→ **TASK**:
Please retype the data below exactly, stopping after the line with "would you mind locating the metal" and skipping every picture.

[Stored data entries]
* * *
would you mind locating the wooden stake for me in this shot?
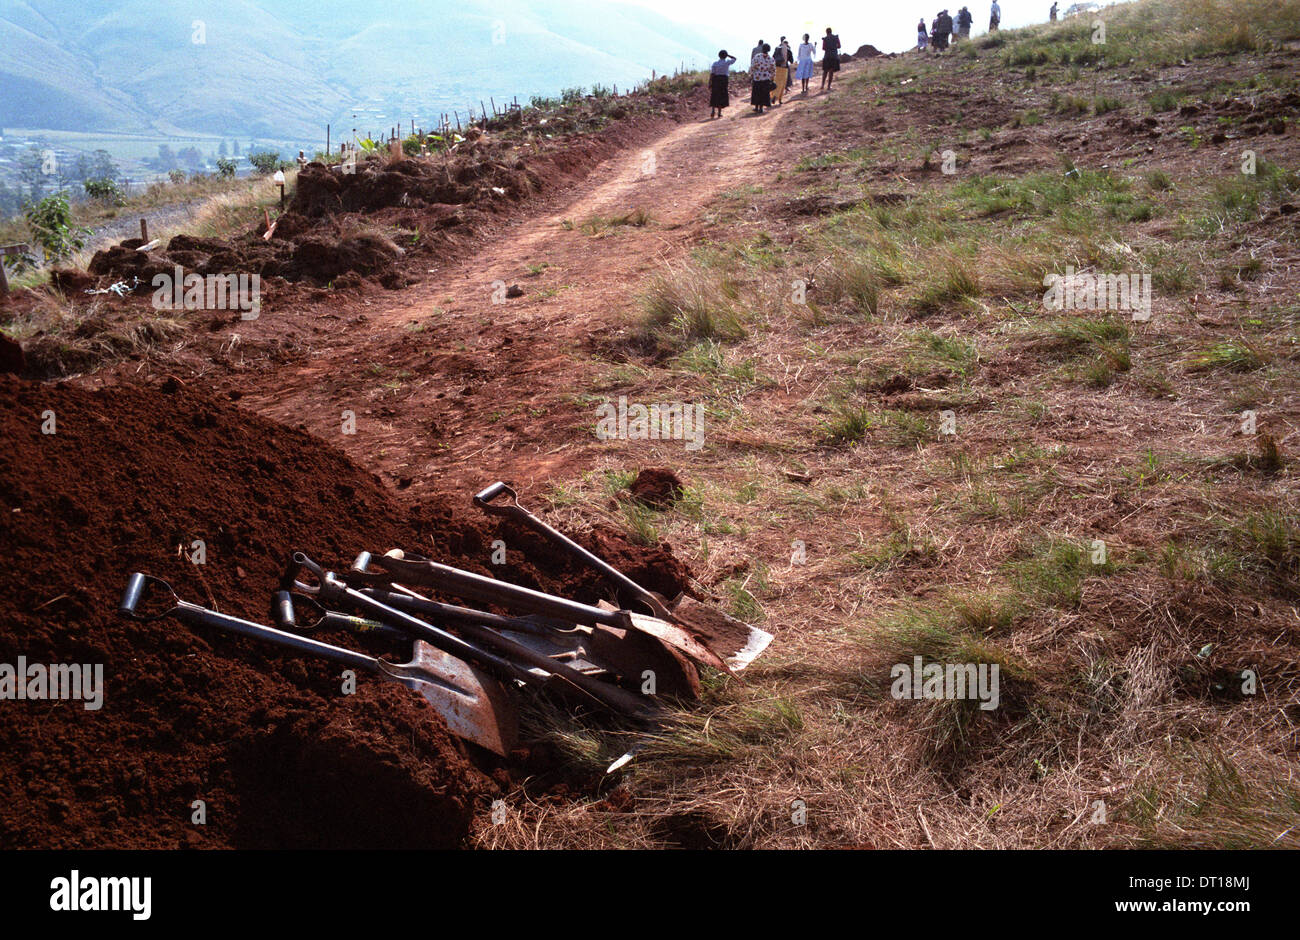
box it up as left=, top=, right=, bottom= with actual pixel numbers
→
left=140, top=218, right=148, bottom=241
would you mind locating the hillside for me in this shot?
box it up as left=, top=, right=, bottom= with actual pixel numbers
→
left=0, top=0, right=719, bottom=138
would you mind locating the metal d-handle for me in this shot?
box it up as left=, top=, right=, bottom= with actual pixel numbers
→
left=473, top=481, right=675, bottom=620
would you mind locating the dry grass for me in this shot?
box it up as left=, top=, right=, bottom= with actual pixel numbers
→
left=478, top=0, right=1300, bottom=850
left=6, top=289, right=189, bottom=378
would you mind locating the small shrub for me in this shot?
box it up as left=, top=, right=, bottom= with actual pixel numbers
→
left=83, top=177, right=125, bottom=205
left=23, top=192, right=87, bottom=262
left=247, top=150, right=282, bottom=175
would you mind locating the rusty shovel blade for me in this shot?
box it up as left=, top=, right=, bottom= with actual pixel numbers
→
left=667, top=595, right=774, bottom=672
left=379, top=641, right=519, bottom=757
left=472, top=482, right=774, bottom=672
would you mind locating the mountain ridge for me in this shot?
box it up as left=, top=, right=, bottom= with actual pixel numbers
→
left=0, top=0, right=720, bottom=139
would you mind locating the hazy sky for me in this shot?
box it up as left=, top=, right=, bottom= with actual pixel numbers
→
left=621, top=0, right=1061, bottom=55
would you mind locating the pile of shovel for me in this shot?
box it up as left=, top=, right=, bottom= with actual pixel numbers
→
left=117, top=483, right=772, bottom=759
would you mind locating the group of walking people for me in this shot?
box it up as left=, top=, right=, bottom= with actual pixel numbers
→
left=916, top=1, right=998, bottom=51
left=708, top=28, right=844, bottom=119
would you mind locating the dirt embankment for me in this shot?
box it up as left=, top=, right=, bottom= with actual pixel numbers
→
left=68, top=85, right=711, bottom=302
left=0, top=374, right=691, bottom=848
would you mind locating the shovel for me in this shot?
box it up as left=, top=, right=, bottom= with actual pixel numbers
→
* * *
→ **ANSWER SECTION**:
would you mind locating the wooden stake for me in this shot?
box it up as left=, top=, right=, bottom= with actual pixel numbers
→
left=140, top=218, right=148, bottom=241
would you mind locating the hillside for me in this shot?
box it up as left=, top=, right=, bottom= with actual pixel numbers
→
left=0, top=0, right=719, bottom=138
would you mind locating the metal d-handle for me in this shot?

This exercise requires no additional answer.